BRANO DA LEGGERE
□ □ □ □ □ □ □
A pesare come un macigno ci sono poi le assoluzioni con formula piena dei vertici di Strada dei Parchi, rispetto all’accusa di mancata manutenzione dei viadotti dell’autostrada, dell’8 marzo scorso e con formula piena con cui il giudice per le udienze preliminari del tribunale dell’Aquila, alla luce delle perizie che hanno confermato la piena sicurezza sismica, e che il concessionario ha fatto il suo dovere, con interventi anche superiori a quanto stabilito.
A seguire è arrivata la sentenza del 29 giugno scorso del tribunale di Teramo, secondo cui anche i ponti e viadotti delle A24 e A25 della provincia di Teramo sono sicuri, i lavori di manutenzione sono stati effettuati regolarmente, non c’è quindi nessun rischio di crolli e pericoli per gli automobilisti.
Durissimo il commento della società di Carlo Toto a seguito della sentenza di Teramo: “L’ampiezza assolutoria sgombra definitivamente il campo da qualsiasi dubbio sulla gestione della concessione autostradale in capo alla società Strada dei Parchi. La nuova e ulteriore assoluzione è di grande rilevanza sia perché rappresenta motivo di rassicurazione per tutti gli utenti delle tratte autostradali interessate, sia perché tale esito dei procedimenti penali intentati nei confronti di Strada dei Parchi e dei suoi amministratori smonta in modo incontrovertibile e in via definitiva le ragioni, infondate, che furono poste alla base del provvedimento con cui il Governo precedente ha disposto la revoca in danno della Concessione. Poiché tali opere di manutenzione, oltre il programmato, sono state tutte approvate dal Ministero, l’accusa di mancata manutenzione, più che falsa, appare ridicola”.
□ □ □ □ □ □ □
RIGHE DEI DATI
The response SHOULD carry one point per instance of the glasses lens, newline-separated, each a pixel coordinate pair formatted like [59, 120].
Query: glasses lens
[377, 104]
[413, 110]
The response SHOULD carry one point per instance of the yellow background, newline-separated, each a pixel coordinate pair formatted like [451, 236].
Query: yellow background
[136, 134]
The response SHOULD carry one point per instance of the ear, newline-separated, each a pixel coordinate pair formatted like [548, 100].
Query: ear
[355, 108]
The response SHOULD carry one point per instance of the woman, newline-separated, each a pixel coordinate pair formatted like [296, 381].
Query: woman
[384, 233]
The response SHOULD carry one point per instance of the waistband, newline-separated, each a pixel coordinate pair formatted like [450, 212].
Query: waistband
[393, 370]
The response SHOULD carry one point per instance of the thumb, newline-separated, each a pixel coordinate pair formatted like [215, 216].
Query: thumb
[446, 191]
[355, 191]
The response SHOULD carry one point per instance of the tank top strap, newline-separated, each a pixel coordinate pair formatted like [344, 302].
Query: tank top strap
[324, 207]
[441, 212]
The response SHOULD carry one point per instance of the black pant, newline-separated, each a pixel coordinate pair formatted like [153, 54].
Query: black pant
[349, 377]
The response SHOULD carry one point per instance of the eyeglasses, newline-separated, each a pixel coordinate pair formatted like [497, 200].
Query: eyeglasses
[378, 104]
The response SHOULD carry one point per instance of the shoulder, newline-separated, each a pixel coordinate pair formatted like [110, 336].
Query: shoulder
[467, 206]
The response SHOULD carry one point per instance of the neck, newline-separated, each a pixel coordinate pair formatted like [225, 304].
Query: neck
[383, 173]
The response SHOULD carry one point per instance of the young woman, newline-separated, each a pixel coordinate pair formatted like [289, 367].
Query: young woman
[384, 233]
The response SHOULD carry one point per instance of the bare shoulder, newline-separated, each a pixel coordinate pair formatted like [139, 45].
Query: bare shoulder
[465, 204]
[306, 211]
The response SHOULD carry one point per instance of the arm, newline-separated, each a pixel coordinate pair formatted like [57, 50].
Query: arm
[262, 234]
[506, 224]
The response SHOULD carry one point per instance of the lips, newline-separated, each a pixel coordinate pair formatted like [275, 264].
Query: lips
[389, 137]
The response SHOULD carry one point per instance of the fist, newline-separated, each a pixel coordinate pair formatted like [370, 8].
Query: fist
□ □ □ □ □ □ □
COMPITO ASSEGNATO 1
Indica tutti gli organi pubblici che il brano sulle assoluzioni di Strada dei Parchi nomina, cioè tribunali, ministero e governo.
COMPITO ASSEGNATO 2
Rispondi a queste domande sul brano:
(a) In che giorno è arrivata la sentenza del tribunale di Teramo?
(b) Di che cosa erano accusati i vertici di Strada dei Parchi?
(c) Chi ha approvato tutte le opere di manutenzione fatte oltre il programmato?

ESITO DEL COMPITO 1
- il tribunale dell'Aquila
- il tribunale di Teramo
- il Ministero
- il Governo precedente

ESITO DEL COMPITO 2
(a) Il 29 giugno.
(b) Di mancata manutenzione dei viadotti dell'autostrada.
(c) Il Ministero.